==== TEXTO APRESENTADO

“Não merecemos ser excluídos, deletados, como se fossemos um pedaço de carne”, diz Carla Cristina Cardoso


A atriz conversou com o site HT sobre a data e a relevância dos movimentos antirracistas que crescem no Brasil e no mundo. Carla também confidencia sobre sua experiência pessoal e até profissional com a discriminação: “Já sofri racismo no trabalho. Já passei situações difíceis. Tem momentos que incomodamos mesmo. Em uma situação não consegui me defender, porque o trabalho acabou e faz tempo. E, em outro episódio, tive que reportar à direção para que aquilo não acontecesse com outras pessoas pretas. Também já ouvi que o teatro não era o meu lugar. E tive na TV episódios de não ser tratada bem, ver diferença. Mas corto a pessoa da vida, sem tratar mal. É que o racista dentro do trabalho não precisa te agredir, falar nada, o olhar dele, as ações, já dizem que ele não gosta da sua cor”

*Por Brunna Condini

A discriminação racial e o preconceito estão enraizados na sociedade brasileira, infelizmente. Hoje é celebrado o Dia Nacional da Consciência Negra, porém mais que uma efeméride por conta da morte do líder Zumbi dos Palmares, é um dia para ressaltar a importância de se ter conhecimento histórico sobre a população negra, e também um sentimento de empatia com essa história, além de engajamento na luta por igualdade de oportunidades: nos mesmos espaços e na mesma proporção. É fundamental ter discurso e atitudes alinhados para combater o racismo estrutural. Estudar, procurar saber, ouvir. E não se omitir diante do preconceito e da violência. Somos uma país misto e a união da diversidade de existências deve somar e ser respeitada.

“Uma das piores formas sobre o racismo é como olham para uma pessoa preta no Brasil. Só quem é preto entende. Por isso nossa luta é constante e diária” (Foto: Flavio Ramos)

Convidamos a atriz Carla Cristina Cardoso para falar sobre o tema e também da sua experiência em relação ao racismo. Aos 45 anos, a carioca nascida na Tijuca, criada no Catumbi, bairro situado na Zona Central da cidade, e hoje moradora de Santa Teresa, conta que já passou por muitas situações de discriminação ao longo da vida. “Infelizmente, minha história de vida com o racismo não vai ser até aqui. Deve ir além ainda. Eu e minha irmã Carolina fomos criadas pela minha mãe, dona Iracema Ana da Conceição, falecida há 11 anos, que sempre falou sobre nos enxergarmos com igualdade. Mas ela também nos alertou de que existem pessoas que vão se incomodar isso, mas que isso está na pessoa, é uma questão dela”, diz Carla, sobre o racismo. “Tive uma mãe que me ensinou a não me contaminar com o preconceito e o com o que fazem. Quem comete racismo tem que perceber que está errado, ficar no ‘vácuo’ e mudar isso. Uma das piores formas sobre o racismo é como olham para uma pessoa preta no Brasil. Só quem é preto entende. Por isso nossa luta é constante e diária. Para não permitir que ninguém nos trate assim. Não quero ser olhada assim, ser seguida no supermercado, em uma loja. O preconceito com a cor da pele é algo que nos persegue”.

========

ENUNCIADO 1 >>
Responda com base no texto sobre Carla Cristina Cardoso:
(a) Quantos anos tem a atriz?
(b) Que data é celebrada no dia em que o texto foi escrito?
(c) Em que bairro ela mora hoje?
ENUNCIADO 2 >>
Transcreva palavra por palavra o trecho do texto sobre Carla Cristina Cardoso que começa nas palavras "A discriminação racial" e termina em "e ser respeitada.".

==== DADOS FORNECIDOS

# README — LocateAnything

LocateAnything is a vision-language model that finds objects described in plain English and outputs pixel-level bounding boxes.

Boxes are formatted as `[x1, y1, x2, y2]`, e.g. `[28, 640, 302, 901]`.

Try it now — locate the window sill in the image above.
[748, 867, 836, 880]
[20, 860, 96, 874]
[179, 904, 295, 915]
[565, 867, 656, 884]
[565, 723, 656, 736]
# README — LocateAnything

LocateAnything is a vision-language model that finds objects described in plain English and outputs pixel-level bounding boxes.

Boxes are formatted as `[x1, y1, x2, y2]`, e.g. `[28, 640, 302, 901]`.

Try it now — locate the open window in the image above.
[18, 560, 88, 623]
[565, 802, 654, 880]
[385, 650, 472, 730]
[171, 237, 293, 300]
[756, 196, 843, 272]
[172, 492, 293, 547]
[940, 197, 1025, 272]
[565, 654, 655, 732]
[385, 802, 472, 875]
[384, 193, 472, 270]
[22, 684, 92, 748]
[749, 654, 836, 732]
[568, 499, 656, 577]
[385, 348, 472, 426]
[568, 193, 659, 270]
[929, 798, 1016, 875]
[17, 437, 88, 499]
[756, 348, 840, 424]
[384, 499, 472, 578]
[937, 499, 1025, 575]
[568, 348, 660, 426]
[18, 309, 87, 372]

========

RESPOSTA CORRETA 1 >>
(a) 45 anos.
(b) O Dia Nacional da Consciência Negra.
(c) Santa Teresa.

RESPOSTA CORRETA 2 >>
A discriminação racial e o preconceito estão enraizados na sociedade brasileira, infelizmente. Hoje é celebrado o Dia Nacional da Consciência Negra, porém mais que uma efeméride por conta da morte do líder Zumbi dos Palmares, é um dia para ressaltar a importância de se ter conhecimento histórico sobre a população negra, e também um sentimento de empatia com essa história, além de engajamento na luta por igualdade de oportunidades: nos mesmos espaços e na mesma proporção. É fundamental ter discurso e atitudes alinhados para combater o racismo estrutural. Estudar, procurar saber, ouvir. E não se omitir diante do preconceito e da violência. Somos uma país misto e a união da diversidade de existências deve somar e ser respeitada.